*Problem to solve:*
From the entries that follow, gather each line holding the word "facade".
□ □ □ □
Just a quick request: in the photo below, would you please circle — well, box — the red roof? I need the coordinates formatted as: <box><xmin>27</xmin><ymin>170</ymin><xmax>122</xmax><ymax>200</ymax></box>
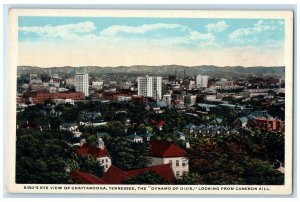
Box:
<box><xmin>76</xmin><ymin>144</ymin><xmax>110</xmax><ymax>158</ymax></box>
<box><xmin>149</xmin><ymin>141</ymin><xmax>185</xmax><ymax>157</ymax></box>
<box><xmin>72</xmin><ymin>164</ymin><xmax>176</xmax><ymax>184</ymax></box>
<box><xmin>127</xmin><ymin>164</ymin><xmax>176</xmax><ymax>182</ymax></box>
<box><xmin>101</xmin><ymin>166</ymin><xmax>132</xmax><ymax>184</ymax></box>
<box><xmin>156</xmin><ymin>120</ymin><xmax>165</xmax><ymax>127</ymax></box>
<box><xmin>69</xmin><ymin>170</ymin><xmax>105</xmax><ymax>184</ymax></box>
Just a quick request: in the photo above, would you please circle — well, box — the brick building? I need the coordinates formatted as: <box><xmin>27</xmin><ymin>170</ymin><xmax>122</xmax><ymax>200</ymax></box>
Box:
<box><xmin>19</xmin><ymin>92</ymin><xmax>85</xmax><ymax>104</ymax></box>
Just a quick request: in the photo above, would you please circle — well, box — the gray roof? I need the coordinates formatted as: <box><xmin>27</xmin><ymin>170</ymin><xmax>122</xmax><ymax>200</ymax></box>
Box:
<box><xmin>127</xmin><ymin>134</ymin><xmax>143</xmax><ymax>139</ymax></box>
<box><xmin>238</xmin><ymin>117</ymin><xmax>248</xmax><ymax>124</ymax></box>
<box><xmin>61</xmin><ymin>122</ymin><xmax>78</xmax><ymax>127</ymax></box>
<box><xmin>139</xmin><ymin>132</ymin><xmax>154</xmax><ymax>138</ymax></box>
<box><xmin>96</xmin><ymin>132</ymin><xmax>110</xmax><ymax>138</ymax></box>
<box><xmin>197</xmin><ymin>103</ymin><xmax>218</xmax><ymax>108</ymax></box>
<box><xmin>157</xmin><ymin>101</ymin><xmax>168</xmax><ymax>108</ymax></box>
<box><xmin>249</xmin><ymin>110</ymin><xmax>274</xmax><ymax>119</ymax></box>
<box><xmin>185</xmin><ymin>123</ymin><xmax>197</xmax><ymax>129</ymax></box>
<box><xmin>174</xmin><ymin>131</ymin><xmax>187</xmax><ymax>137</ymax></box>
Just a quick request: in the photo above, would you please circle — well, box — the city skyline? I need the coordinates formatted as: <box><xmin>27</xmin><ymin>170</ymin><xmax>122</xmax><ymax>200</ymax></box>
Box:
<box><xmin>18</xmin><ymin>17</ymin><xmax>285</xmax><ymax>68</ymax></box>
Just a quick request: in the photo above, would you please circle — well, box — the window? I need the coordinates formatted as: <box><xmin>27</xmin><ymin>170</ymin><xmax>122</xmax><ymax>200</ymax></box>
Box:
<box><xmin>105</xmin><ymin>165</ymin><xmax>108</xmax><ymax>168</ymax></box>
<box><xmin>106</xmin><ymin>159</ymin><xmax>108</xmax><ymax>163</ymax></box>
<box><xmin>176</xmin><ymin>160</ymin><xmax>179</xmax><ymax>166</ymax></box>
<box><xmin>101</xmin><ymin>159</ymin><xmax>104</xmax><ymax>163</ymax></box>
<box><xmin>176</xmin><ymin>171</ymin><xmax>180</xmax><ymax>177</ymax></box>
<box><xmin>169</xmin><ymin>160</ymin><xmax>172</xmax><ymax>166</ymax></box>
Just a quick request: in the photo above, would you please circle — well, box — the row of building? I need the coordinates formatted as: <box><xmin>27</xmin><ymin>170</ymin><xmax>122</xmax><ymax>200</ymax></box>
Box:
<box><xmin>69</xmin><ymin>138</ymin><xmax>189</xmax><ymax>184</ymax></box>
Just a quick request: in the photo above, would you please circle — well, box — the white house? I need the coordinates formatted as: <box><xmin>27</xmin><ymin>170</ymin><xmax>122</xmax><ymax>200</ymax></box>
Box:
<box><xmin>127</xmin><ymin>133</ymin><xmax>143</xmax><ymax>143</ymax></box>
<box><xmin>148</xmin><ymin>141</ymin><xmax>189</xmax><ymax>178</ymax></box>
<box><xmin>76</xmin><ymin>138</ymin><xmax>112</xmax><ymax>172</ymax></box>
<box><xmin>60</xmin><ymin>122</ymin><xmax>78</xmax><ymax>131</ymax></box>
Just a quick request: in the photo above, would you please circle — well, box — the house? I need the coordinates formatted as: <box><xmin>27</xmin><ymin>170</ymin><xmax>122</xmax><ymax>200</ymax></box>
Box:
<box><xmin>233</xmin><ymin>117</ymin><xmax>248</xmax><ymax>128</ymax></box>
<box><xmin>76</xmin><ymin>138</ymin><xmax>112</xmax><ymax>172</ymax></box>
<box><xmin>248</xmin><ymin>110</ymin><xmax>274</xmax><ymax>119</ymax></box>
<box><xmin>156</xmin><ymin>120</ymin><xmax>165</xmax><ymax>131</ymax></box>
<box><xmin>79</xmin><ymin>121</ymin><xmax>107</xmax><ymax>127</ymax></box>
<box><xmin>210</xmin><ymin>118</ymin><xmax>223</xmax><ymax>126</ymax></box>
<box><xmin>148</xmin><ymin>141</ymin><xmax>189</xmax><ymax>178</ymax></box>
<box><xmin>248</xmin><ymin>110</ymin><xmax>284</xmax><ymax>132</ymax></box>
<box><xmin>60</xmin><ymin>122</ymin><xmax>78</xmax><ymax>131</ymax></box>
<box><xmin>72</xmin><ymin>130</ymin><xmax>82</xmax><ymax>138</ymax></box>
<box><xmin>183</xmin><ymin>123</ymin><xmax>197</xmax><ymax>133</ymax></box>
<box><xmin>174</xmin><ymin>131</ymin><xmax>187</xmax><ymax>141</ymax></box>
<box><xmin>253</xmin><ymin>117</ymin><xmax>284</xmax><ymax>132</ymax></box>
<box><xmin>139</xmin><ymin>131</ymin><xmax>154</xmax><ymax>141</ymax></box>
<box><xmin>126</xmin><ymin>133</ymin><xmax>143</xmax><ymax>143</ymax></box>
<box><xmin>184</xmin><ymin>123</ymin><xmax>236</xmax><ymax>137</ymax></box>
<box><xmin>156</xmin><ymin>101</ymin><xmax>168</xmax><ymax>108</ymax></box>
<box><xmin>96</xmin><ymin>132</ymin><xmax>110</xmax><ymax>139</ymax></box>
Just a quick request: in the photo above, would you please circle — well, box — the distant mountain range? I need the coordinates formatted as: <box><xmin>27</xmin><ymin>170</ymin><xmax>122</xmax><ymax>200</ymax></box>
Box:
<box><xmin>17</xmin><ymin>65</ymin><xmax>285</xmax><ymax>77</ymax></box>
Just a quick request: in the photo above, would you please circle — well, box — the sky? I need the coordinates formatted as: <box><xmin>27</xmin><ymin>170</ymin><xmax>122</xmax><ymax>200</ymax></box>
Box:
<box><xmin>18</xmin><ymin>16</ymin><xmax>285</xmax><ymax>67</ymax></box>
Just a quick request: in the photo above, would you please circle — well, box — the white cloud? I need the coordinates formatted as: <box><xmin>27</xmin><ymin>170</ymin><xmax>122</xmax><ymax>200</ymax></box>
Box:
<box><xmin>188</xmin><ymin>31</ymin><xmax>215</xmax><ymax>41</ymax></box>
<box><xmin>19</xmin><ymin>21</ymin><xmax>96</xmax><ymax>39</ymax></box>
<box><xmin>206</xmin><ymin>21</ymin><xmax>229</xmax><ymax>32</ymax></box>
<box><xmin>19</xmin><ymin>21</ymin><xmax>216</xmax><ymax>47</ymax></box>
<box><xmin>100</xmin><ymin>23</ymin><xmax>217</xmax><ymax>47</ymax></box>
<box><xmin>100</xmin><ymin>23</ymin><xmax>188</xmax><ymax>36</ymax></box>
<box><xmin>229</xmin><ymin>20</ymin><xmax>284</xmax><ymax>43</ymax></box>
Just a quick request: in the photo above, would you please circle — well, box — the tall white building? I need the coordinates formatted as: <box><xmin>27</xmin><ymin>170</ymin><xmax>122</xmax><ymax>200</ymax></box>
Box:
<box><xmin>196</xmin><ymin>74</ymin><xmax>208</xmax><ymax>88</ymax></box>
<box><xmin>75</xmin><ymin>73</ymin><xmax>89</xmax><ymax>96</ymax></box>
<box><xmin>138</xmin><ymin>75</ymin><xmax>162</xmax><ymax>100</ymax></box>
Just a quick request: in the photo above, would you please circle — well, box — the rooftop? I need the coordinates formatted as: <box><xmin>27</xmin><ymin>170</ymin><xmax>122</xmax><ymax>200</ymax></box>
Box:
<box><xmin>149</xmin><ymin>141</ymin><xmax>185</xmax><ymax>158</ymax></box>
<box><xmin>76</xmin><ymin>144</ymin><xmax>110</xmax><ymax>158</ymax></box>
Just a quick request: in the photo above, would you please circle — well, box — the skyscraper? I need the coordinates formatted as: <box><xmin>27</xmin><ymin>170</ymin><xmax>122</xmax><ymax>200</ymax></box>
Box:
<box><xmin>138</xmin><ymin>75</ymin><xmax>162</xmax><ymax>100</ymax></box>
<box><xmin>196</xmin><ymin>74</ymin><xmax>208</xmax><ymax>88</ymax></box>
<box><xmin>75</xmin><ymin>73</ymin><xmax>89</xmax><ymax>96</ymax></box>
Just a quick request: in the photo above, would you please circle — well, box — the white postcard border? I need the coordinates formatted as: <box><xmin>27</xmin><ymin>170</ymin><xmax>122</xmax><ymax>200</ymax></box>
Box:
<box><xmin>6</xmin><ymin>9</ymin><xmax>294</xmax><ymax>195</ymax></box>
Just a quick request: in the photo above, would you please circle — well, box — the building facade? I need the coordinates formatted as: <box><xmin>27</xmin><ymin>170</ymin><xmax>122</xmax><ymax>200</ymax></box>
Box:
<box><xmin>148</xmin><ymin>141</ymin><xmax>189</xmax><ymax>178</ymax></box>
<box><xmin>138</xmin><ymin>76</ymin><xmax>162</xmax><ymax>100</ymax></box>
<box><xmin>76</xmin><ymin>138</ymin><xmax>112</xmax><ymax>172</ymax></box>
<box><xmin>75</xmin><ymin>73</ymin><xmax>89</xmax><ymax>96</ymax></box>
<box><xmin>196</xmin><ymin>74</ymin><xmax>208</xmax><ymax>88</ymax></box>
<box><xmin>20</xmin><ymin>92</ymin><xmax>85</xmax><ymax>104</ymax></box>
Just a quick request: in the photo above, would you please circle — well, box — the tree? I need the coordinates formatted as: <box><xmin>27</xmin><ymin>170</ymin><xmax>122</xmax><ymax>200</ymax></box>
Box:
<box><xmin>187</xmin><ymin>132</ymin><xmax>284</xmax><ymax>185</ymax></box>
<box><xmin>16</xmin><ymin>129</ymin><xmax>71</xmax><ymax>184</ymax></box>
<box><xmin>176</xmin><ymin>172</ymin><xmax>203</xmax><ymax>185</ymax></box>
<box><xmin>105</xmin><ymin>137</ymin><xmax>150</xmax><ymax>170</ymax></box>
<box><xmin>123</xmin><ymin>171</ymin><xmax>170</xmax><ymax>185</ymax></box>
<box><xmin>106</xmin><ymin>121</ymin><xmax>126</xmax><ymax>136</ymax></box>
<box><xmin>68</xmin><ymin>154</ymin><xmax>104</xmax><ymax>178</ymax></box>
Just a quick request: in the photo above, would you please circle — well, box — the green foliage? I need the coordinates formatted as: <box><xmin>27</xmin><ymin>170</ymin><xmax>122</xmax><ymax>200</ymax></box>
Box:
<box><xmin>187</xmin><ymin>130</ymin><xmax>284</xmax><ymax>185</ymax></box>
<box><xmin>56</xmin><ymin>104</ymin><xmax>80</xmax><ymax>123</ymax></box>
<box><xmin>68</xmin><ymin>154</ymin><xmax>104</xmax><ymax>178</ymax></box>
<box><xmin>176</xmin><ymin>172</ymin><xmax>203</xmax><ymax>185</ymax></box>
<box><xmin>106</xmin><ymin>121</ymin><xmax>126</xmax><ymax>136</ymax></box>
<box><xmin>16</xmin><ymin>129</ymin><xmax>71</xmax><ymax>184</ymax></box>
<box><xmin>105</xmin><ymin>137</ymin><xmax>150</xmax><ymax>170</ymax></box>
<box><xmin>123</xmin><ymin>171</ymin><xmax>170</xmax><ymax>185</ymax></box>
<box><xmin>85</xmin><ymin>134</ymin><xmax>99</xmax><ymax>147</ymax></box>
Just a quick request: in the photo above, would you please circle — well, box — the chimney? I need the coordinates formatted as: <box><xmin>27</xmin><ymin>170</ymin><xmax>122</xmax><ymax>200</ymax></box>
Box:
<box><xmin>98</xmin><ymin>138</ymin><xmax>105</xmax><ymax>150</ymax></box>
<box><xmin>185</xmin><ymin>142</ymin><xmax>190</xmax><ymax>149</ymax></box>
<box><xmin>80</xmin><ymin>138</ymin><xmax>86</xmax><ymax>147</ymax></box>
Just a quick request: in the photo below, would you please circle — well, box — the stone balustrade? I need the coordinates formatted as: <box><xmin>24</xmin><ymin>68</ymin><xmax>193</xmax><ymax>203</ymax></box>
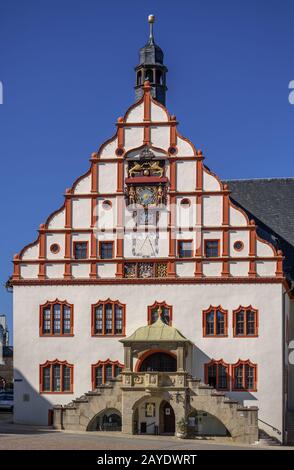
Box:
<box><xmin>122</xmin><ymin>371</ymin><xmax>187</xmax><ymax>388</ymax></box>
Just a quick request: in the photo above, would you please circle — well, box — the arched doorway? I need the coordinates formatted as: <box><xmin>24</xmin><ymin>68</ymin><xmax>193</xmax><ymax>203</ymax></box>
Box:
<box><xmin>87</xmin><ymin>408</ymin><xmax>122</xmax><ymax>432</ymax></box>
<box><xmin>187</xmin><ymin>410</ymin><xmax>229</xmax><ymax>437</ymax></box>
<box><xmin>138</xmin><ymin>351</ymin><xmax>177</xmax><ymax>372</ymax></box>
<box><xmin>159</xmin><ymin>401</ymin><xmax>175</xmax><ymax>434</ymax></box>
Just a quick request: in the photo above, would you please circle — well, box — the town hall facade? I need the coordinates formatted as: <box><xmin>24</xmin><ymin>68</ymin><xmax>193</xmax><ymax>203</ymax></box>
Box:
<box><xmin>12</xmin><ymin>16</ymin><xmax>294</xmax><ymax>444</ymax></box>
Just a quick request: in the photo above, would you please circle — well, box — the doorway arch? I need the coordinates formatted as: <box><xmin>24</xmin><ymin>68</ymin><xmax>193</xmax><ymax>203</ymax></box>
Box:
<box><xmin>136</xmin><ymin>350</ymin><xmax>177</xmax><ymax>372</ymax></box>
<box><xmin>187</xmin><ymin>410</ymin><xmax>229</xmax><ymax>437</ymax></box>
<box><xmin>159</xmin><ymin>400</ymin><xmax>175</xmax><ymax>434</ymax></box>
<box><xmin>87</xmin><ymin>408</ymin><xmax>122</xmax><ymax>431</ymax></box>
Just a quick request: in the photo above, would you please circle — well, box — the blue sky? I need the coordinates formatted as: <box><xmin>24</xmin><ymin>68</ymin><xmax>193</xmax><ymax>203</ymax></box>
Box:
<box><xmin>0</xmin><ymin>0</ymin><xmax>294</xmax><ymax>342</ymax></box>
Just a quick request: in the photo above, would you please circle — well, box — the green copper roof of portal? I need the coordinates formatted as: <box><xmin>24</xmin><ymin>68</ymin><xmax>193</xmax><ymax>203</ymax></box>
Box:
<box><xmin>120</xmin><ymin>317</ymin><xmax>190</xmax><ymax>343</ymax></box>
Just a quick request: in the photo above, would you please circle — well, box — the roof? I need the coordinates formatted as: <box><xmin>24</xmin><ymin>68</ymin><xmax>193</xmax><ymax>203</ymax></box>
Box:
<box><xmin>223</xmin><ymin>178</ymin><xmax>294</xmax><ymax>281</ymax></box>
<box><xmin>120</xmin><ymin>317</ymin><xmax>190</xmax><ymax>343</ymax></box>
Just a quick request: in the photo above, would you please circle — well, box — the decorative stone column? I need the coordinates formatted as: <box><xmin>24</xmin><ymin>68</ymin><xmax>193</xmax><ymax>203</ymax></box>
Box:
<box><xmin>124</xmin><ymin>346</ymin><xmax>133</xmax><ymax>371</ymax></box>
<box><xmin>177</xmin><ymin>345</ymin><xmax>185</xmax><ymax>372</ymax></box>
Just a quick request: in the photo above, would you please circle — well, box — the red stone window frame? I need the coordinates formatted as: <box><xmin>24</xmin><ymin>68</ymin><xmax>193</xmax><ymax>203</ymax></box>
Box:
<box><xmin>204</xmin><ymin>239</ymin><xmax>220</xmax><ymax>258</ymax></box>
<box><xmin>204</xmin><ymin>359</ymin><xmax>230</xmax><ymax>391</ymax></box>
<box><xmin>232</xmin><ymin>360</ymin><xmax>257</xmax><ymax>392</ymax></box>
<box><xmin>178</xmin><ymin>239</ymin><xmax>193</xmax><ymax>258</ymax></box>
<box><xmin>39</xmin><ymin>300</ymin><xmax>74</xmax><ymax>337</ymax></box>
<box><xmin>91</xmin><ymin>299</ymin><xmax>126</xmax><ymax>336</ymax></box>
<box><xmin>91</xmin><ymin>359</ymin><xmax>124</xmax><ymax>389</ymax></box>
<box><xmin>202</xmin><ymin>306</ymin><xmax>228</xmax><ymax>337</ymax></box>
<box><xmin>39</xmin><ymin>359</ymin><xmax>73</xmax><ymax>394</ymax></box>
<box><xmin>99</xmin><ymin>241</ymin><xmax>114</xmax><ymax>259</ymax></box>
<box><xmin>73</xmin><ymin>241</ymin><xmax>89</xmax><ymax>260</ymax></box>
<box><xmin>233</xmin><ymin>306</ymin><xmax>259</xmax><ymax>337</ymax></box>
<box><xmin>147</xmin><ymin>301</ymin><xmax>173</xmax><ymax>326</ymax></box>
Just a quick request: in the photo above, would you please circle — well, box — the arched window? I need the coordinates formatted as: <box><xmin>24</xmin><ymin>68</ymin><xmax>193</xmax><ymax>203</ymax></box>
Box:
<box><xmin>205</xmin><ymin>360</ymin><xmax>229</xmax><ymax>390</ymax></box>
<box><xmin>202</xmin><ymin>306</ymin><xmax>228</xmax><ymax>337</ymax></box>
<box><xmin>145</xmin><ymin>69</ymin><xmax>154</xmax><ymax>83</ymax></box>
<box><xmin>137</xmin><ymin>71</ymin><xmax>142</xmax><ymax>86</ymax></box>
<box><xmin>233</xmin><ymin>306</ymin><xmax>258</xmax><ymax>337</ymax></box>
<box><xmin>232</xmin><ymin>360</ymin><xmax>257</xmax><ymax>391</ymax></box>
<box><xmin>156</xmin><ymin>70</ymin><xmax>163</xmax><ymax>85</ymax></box>
<box><xmin>91</xmin><ymin>360</ymin><xmax>124</xmax><ymax>388</ymax></box>
<box><xmin>138</xmin><ymin>352</ymin><xmax>177</xmax><ymax>372</ymax></box>
<box><xmin>148</xmin><ymin>301</ymin><xmax>172</xmax><ymax>325</ymax></box>
<box><xmin>91</xmin><ymin>299</ymin><xmax>126</xmax><ymax>336</ymax></box>
<box><xmin>39</xmin><ymin>301</ymin><xmax>73</xmax><ymax>336</ymax></box>
<box><xmin>40</xmin><ymin>360</ymin><xmax>73</xmax><ymax>393</ymax></box>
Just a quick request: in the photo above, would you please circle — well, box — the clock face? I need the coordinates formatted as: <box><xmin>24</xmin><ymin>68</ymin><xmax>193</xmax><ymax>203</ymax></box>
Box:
<box><xmin>137</xmin><ymin>187</ymin><xmax>156</xmax><ymax>206</ymax></box>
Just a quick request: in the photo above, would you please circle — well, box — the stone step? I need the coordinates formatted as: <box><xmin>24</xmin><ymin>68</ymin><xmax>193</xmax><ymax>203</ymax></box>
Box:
<box><xmin>258</xmin><ymin>430</ymin><xmax>281</xmax><ymax>446</ymax></box>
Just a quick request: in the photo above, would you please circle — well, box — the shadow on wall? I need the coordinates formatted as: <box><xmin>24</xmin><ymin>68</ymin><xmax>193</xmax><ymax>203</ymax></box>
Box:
<box><xmin>13</xmin><ymin>369</ymin><xmax>55</xmax><ymax>426</ymax></box>
<box><xmin>193</xmin><ymin>345</ymin><xmax>258</xmax><ymax>403</ymax></box>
□ □ □ □
*Output for this exercise:*
Just a quick request: in the photo above, would you please circle — well, box — the building facade? I need the coordinates formatted as: <box><xmin>27</xmin><ymin>170</ymin><xmax>122</xmax><ymax>200</ymax></box>
Just a quick request: in the photo above, would you please circle — well, box — the town hall facade? I need the coordinates formatted as: <box><xmin>24</xmin><ymin>68</ymin><xmax>193</xmax><ymax>203</ymax></box>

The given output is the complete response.